- _PASSAGE TO READ_:
---

As for the hone marks - after I had removed the barrels I ran a hone through them as I was thinking maybe they hadn't been properly honed when the pistons were previously fitted.

After seeing the damage to the bottom I am thinking of just ditching them and finding an alternative (possibly even a big bore kit - will decide once I have had a closer look at the bottom of the motor).


I think I'd be calling the Tartaglia brothers and having them pay a visit to the guy who sold the bike to you. When they are done, he might offer to help pay for the repairs.;)
A while ago I went to a parts shop (Trojan Motorcycles) that specialise in older parts and described the bike and its problems.

They asked me who I bought it off. I described the bloke's appearance (I had never got his last name) and the two fellas at the counter looked at each other. One of them asked - "was he really hard of hearing?" Yep I said. Almost simultaneously they both exclaimed "Deaf Mick!" and one of them covered his eyes with his hand.

Apparently "Deaf Mick" is well known for patching up bikes so they run and look roughly presentable for quick sale to silly drongos like me. They didn't actually say 'drongo' but I knew what they were thinking :)
 
#8 ·
I'm going to start on a high note here and mention how informed you will be about Triumph engines when you have this old girl back together and running properly.

My guess is this engine blew up at some point, or was built from used parts and the jugs came of an engine that cratered. But, given the thin section of the spigots that remain, I can see them fracturing if the sleeves were too tight or just because they were so thin.

In my limited experience, with major oil consumption, the tops of the pistons tend to stay clean since they are drenched in oil. The detergents in today's oils may contribute to that. My '66 that was an insect fogger after the first rebuilt also had very shiny piston tops.

You never mentioned the seating surface on the rings. Take a look at those. My guess is you will see shiny spots and lots of dull, no contact areas, especially on the oil ring(s).

I can see the hone marks on the bores. Granted, the depth of field makes the bore surface a bit fuzzy. But that surface looks like a fairly fine grit hone was used. That could very well contribute to the rings not seating.

I would take the jugs to the shop that did your head. Sounds like they do quality work. Ask them to measure the bore in both jugs. You want to know what the piston to bore clearance is, just because it will tell you what kind of quality job was done, and you also want to know if the bores are round. If possible, ask if they can set the jugs up on a flat surface and determine if the bores are perpendicular to the gasket surfaces. The sleeves could be installed cock-eyed.

You might be looking at a new set of jugs. Are the pistons standard size or an oversize. If they are standard or one of the first oversizes, and the bores are not round or perpendicular, the shop may be able to rebore those sleeves to correct any abnormality.

---

- _REQUIRED TASK A_:
According to the motorcycle forum thread, what is the name of the parts shop specializing in older parts that the writer visited?
The forum text and the records are independent of each other.

---

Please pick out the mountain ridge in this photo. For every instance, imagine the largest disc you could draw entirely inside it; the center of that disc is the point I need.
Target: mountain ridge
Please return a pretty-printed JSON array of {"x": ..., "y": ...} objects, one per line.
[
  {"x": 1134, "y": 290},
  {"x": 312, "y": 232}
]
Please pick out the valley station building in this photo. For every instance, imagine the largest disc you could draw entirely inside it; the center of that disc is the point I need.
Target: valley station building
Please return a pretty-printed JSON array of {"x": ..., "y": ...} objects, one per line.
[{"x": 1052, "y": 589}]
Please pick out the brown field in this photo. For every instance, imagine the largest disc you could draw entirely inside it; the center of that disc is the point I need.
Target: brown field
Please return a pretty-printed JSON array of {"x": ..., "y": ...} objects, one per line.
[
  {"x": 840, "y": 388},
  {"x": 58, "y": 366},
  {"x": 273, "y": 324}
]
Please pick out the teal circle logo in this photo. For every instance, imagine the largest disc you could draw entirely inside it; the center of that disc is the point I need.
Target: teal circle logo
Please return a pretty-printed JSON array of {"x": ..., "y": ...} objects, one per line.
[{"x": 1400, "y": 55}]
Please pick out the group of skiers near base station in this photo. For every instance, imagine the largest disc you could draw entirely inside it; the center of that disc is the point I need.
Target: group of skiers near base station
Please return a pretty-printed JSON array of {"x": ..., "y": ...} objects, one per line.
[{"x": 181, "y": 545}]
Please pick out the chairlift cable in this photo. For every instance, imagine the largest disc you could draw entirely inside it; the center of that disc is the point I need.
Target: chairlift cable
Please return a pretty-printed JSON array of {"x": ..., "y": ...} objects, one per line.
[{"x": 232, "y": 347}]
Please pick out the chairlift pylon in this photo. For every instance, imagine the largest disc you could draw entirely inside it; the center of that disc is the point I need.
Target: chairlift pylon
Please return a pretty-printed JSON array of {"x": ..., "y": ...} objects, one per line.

---

- _REQUIRED TASK B_:
Rewrite the records starting at the line containing "Please pick out the group" and ending at the end of the records, requests included, and adjust every x and y coordinate in the answers by -84.

- _FULL RESPONSE A_:
Trojan Motorcycles.

- _FULL RESPONSE B_:
Please pick out the group of skiers near base station in this photo. For every instance, imagine the largest disc you could draw entirely inside it; the center of that disc is the point I need.
Target: group of skiers near base station
Please return a pretty-printed JSON array of {"x": ..., "y": ...} objects, one per line.
[{"x": 97, "y": 461}]
Please pick out the chairlift cable in this photo. For every instance, imagine the largest disc you could draw entirely inside it; the center of that disc is the point I need.
Target: chairlift cable
Please return a pretty-printed JSON array of {"x": ..., "y": ...} objects, one per line.
[{"x": 148, "y": 263}]
Please pick out the chairlift pylon in this photo. For every instance, imagine the largest disc you could draw entirely inside it; the center of that disc is the point I need.
Target: chairlift pylon
Please return a pretty-printed JSON array of {"x": ..., "y": ...} objects, one per line.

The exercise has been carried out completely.